Work to do →
Arrange all of the lines below as a numbered list, leaving out any blank lines.

= = = = =

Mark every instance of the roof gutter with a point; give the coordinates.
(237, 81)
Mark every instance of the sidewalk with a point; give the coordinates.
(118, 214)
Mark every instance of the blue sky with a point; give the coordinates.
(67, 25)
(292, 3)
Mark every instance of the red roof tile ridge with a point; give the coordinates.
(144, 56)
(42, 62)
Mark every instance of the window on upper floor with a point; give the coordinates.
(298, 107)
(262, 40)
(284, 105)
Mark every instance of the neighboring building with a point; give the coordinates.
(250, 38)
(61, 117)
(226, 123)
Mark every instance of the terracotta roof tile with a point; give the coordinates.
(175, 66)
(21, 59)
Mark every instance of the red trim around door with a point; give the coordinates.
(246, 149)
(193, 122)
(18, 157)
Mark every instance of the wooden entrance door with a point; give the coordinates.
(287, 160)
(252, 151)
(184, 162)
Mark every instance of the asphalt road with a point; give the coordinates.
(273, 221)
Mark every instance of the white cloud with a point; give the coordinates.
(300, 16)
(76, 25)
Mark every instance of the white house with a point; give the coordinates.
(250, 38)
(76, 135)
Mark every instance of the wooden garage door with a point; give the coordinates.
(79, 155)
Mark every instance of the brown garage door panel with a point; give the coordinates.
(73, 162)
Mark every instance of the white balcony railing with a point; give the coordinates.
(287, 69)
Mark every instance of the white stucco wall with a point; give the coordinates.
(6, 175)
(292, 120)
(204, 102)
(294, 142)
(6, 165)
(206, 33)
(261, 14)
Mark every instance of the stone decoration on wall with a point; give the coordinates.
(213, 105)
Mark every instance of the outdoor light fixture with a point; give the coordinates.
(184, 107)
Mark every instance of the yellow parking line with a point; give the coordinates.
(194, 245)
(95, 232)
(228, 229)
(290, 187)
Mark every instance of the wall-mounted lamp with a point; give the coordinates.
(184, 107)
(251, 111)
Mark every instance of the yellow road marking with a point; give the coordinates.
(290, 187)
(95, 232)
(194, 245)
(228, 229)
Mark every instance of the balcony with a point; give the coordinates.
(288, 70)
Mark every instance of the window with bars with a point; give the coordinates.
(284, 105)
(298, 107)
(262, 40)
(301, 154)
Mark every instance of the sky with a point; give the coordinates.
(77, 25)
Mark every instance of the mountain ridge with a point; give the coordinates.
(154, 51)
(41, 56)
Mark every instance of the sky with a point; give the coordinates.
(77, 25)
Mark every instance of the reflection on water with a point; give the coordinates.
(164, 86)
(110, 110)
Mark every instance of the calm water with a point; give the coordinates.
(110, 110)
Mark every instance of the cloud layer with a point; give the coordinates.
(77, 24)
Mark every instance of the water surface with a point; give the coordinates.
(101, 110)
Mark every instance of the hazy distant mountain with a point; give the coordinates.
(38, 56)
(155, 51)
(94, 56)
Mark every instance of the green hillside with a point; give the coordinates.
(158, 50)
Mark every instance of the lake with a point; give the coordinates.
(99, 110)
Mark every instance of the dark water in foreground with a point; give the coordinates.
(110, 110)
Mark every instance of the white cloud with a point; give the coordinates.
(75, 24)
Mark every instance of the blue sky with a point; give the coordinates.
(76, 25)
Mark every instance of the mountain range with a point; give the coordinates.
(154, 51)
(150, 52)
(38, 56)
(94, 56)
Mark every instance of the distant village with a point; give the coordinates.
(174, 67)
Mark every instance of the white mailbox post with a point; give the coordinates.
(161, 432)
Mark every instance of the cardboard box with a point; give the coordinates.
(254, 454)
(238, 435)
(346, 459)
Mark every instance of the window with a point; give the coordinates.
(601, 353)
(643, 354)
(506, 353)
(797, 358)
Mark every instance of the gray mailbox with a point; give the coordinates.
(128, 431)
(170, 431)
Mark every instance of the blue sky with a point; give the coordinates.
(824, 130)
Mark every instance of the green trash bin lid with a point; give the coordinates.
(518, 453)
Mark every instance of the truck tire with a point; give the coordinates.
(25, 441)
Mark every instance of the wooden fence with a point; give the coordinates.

= = = = =

Output for this task →
1. Mark every instance of the roof gutter with a point; give the coordinates.
2. (237, 81)
3. Mark every instance of the sidewalk with a point; give the coordinates.
4. (118, 214)
5. Mark every instance of the blue sky with a point; give the coordinates.
6. (67, 25)
7. (292, 3)
8. Mark every instance of the red roof tile ridge with a point; give the coordinates.
9. (144, 56)
10. (42, 62)
11. Mark every instance of the window on upper floor with a point; give the coordinates.
12. (298, 107)
13. (262, 40)
14. (284, 105)
15. Mark every instance of the neighboring building with a point; give the coordinates.
16. (250, 38)
17. (61, 117)
18. (226, 123)
19. Mark every instance of the terracotta roof tile with a point; give the coordinates.
20. (175, 66)
21. (21, 59)
22. Mark every instance of the red trim around door with a point; give the coordinates.
23. (246, 149)
24. (193, 122)
25. (18, 157)
26. Mark every instance of the wooden entrance door with a point; give the coordinates.
27. (287, 160)
28. (252, 151)
29. (184, 162)
30. Mark every instance of the asphalt road with a point; give the coordinates.
31. (273, 221)
32. Mark every instance of the white cloud with a point; give the coordinates.
33. (300, 16)
34. (76, 25)
35. Mark every instance of the white house with a point; give the coordinates.
36. (250, 38)
37. (76, 135)
38. Mark every instance of the wooden garage door with a point; give the coordinates.
39. (79, 155)
40. Mark every instance of the brown garage door panel with a point; give the coordinates.
41. (73, 162)
42. Mark every instance of the white balcony railing with a point; give the coordinates.
43. (287, 69)
44. Mark every instance of the white stucco wall with a point; give the coordinates.
45. (6, 175)
46. (292, 120)
47. (204, 102)
48. (294, 142)
49. (6, 165)
50. (206, 33)
51. (261, 14)
52. Mark every instance of the stone decoration on wall with a point; give the coordinates.
53. (213, 105)
54. Mark every instance of the outdoor light fixture with a point; give the coordinates.
55. (184, 107)
56. Mark every instance of the yellow parking line with a point; give the coordinates.
57. (194, 245)
58. (95, 232)
59. (228, 229)
60. (290, 187)
61. Mark every instance of the wall-mounted lamp with a point; give the coordinates.
62. (184, 107)
63. (251, 111)
64. Mark every instance of the yellow road marking with a point; give the coordinates.
65. (290, 187)
66. (95, 232)
67. (194, 245)
68. (228, 229)
69. Mark every instance of the balcony with a point; give the coordinates.
70. (288, 70)
71. Mark every instance of the window with bars with a point; give the coordinates.
72. (284, 105)
73. (298, 107)
74. (262, 40)
75. (301, 154)
76. Mark every instance of the sky with a point; give the coordinates.
77. (77, 25)
78. Mark every instance of the mountain ridge with a point; give the coordinates.
79. (154, 51)
80. (41, 56)
81. Mark every instance of the sky with a point; give the coordinates.
82. (77, 25)
83. Mark every instance of the reflection on water with a point; give the coordinates.
84. (164, 86)
85. (110, 110)
86. Mark every instance of the calm water with a point; give the coordinates.
87. (110, 110)
88. Mark every instance of the cloud layer with a point; give the coordinates.
89. (77, 24)
90. Mark every instance of the water surface with a point; give the coordinates.
91. (101, 110)
92. Mark every instance of the hazy distant mountain with a point; give the coordinates.
93. (38, 56)
94. (155, 51)
95. (94, 56)
96. Mark every instance of the green hillside with a point; give the coordinates.
97. (158, 50)
98. Mark every instance of the lake with a point; give the coordinates.
99. (99, 110)
100. Mark every instance of the dark water in foreground with a point; give the coordinates.
101. (110, 110)
102. Mark every instance of the white cloud with a point; give the coordinates.
103. (75, 24)
104. Mark every instance of the blue sky with a point; give the coordinates.
105. (76, 25)
106. Mark every instance of the mountain range with a point; give the coordinates.
107. (154, 51)
108. (150, 52)
109. (38, 56)
110. (94, 56)
111. Mark every instance of the distant village with a point; give the coordinates.
112. (174, 67)
113. Mark every instance of the white mailbox post with a point; give the coordinates.
114. (161, 432)
115. Mark every instance of the cardboard box with a point; give the coordinates.
116. (254, 454)
117. (238, 435)
118. (346, 459)
119. Mark every instance of the window with a point; give the coordinates.
120. (601, 353)
121. (643, 354)
122. (506, 353)
123. (797, 358)
124. Mark every instance of the gray mailbox with a point; give the coordinates.
125. (128, 431)
126. (170, 431)
127. Mark every instance of the blue sky with a point; give the coordinates.
128. (824, 130)
129. Mark every instance of the green trash bin lid with a point; give the coordinates.
130. (518, 453)
131. Mark every instance of the truck tire with a point; give the coordinates.
132. (25, 441)
133. Mark every instance of the wooden fence with a point; give the coordinates.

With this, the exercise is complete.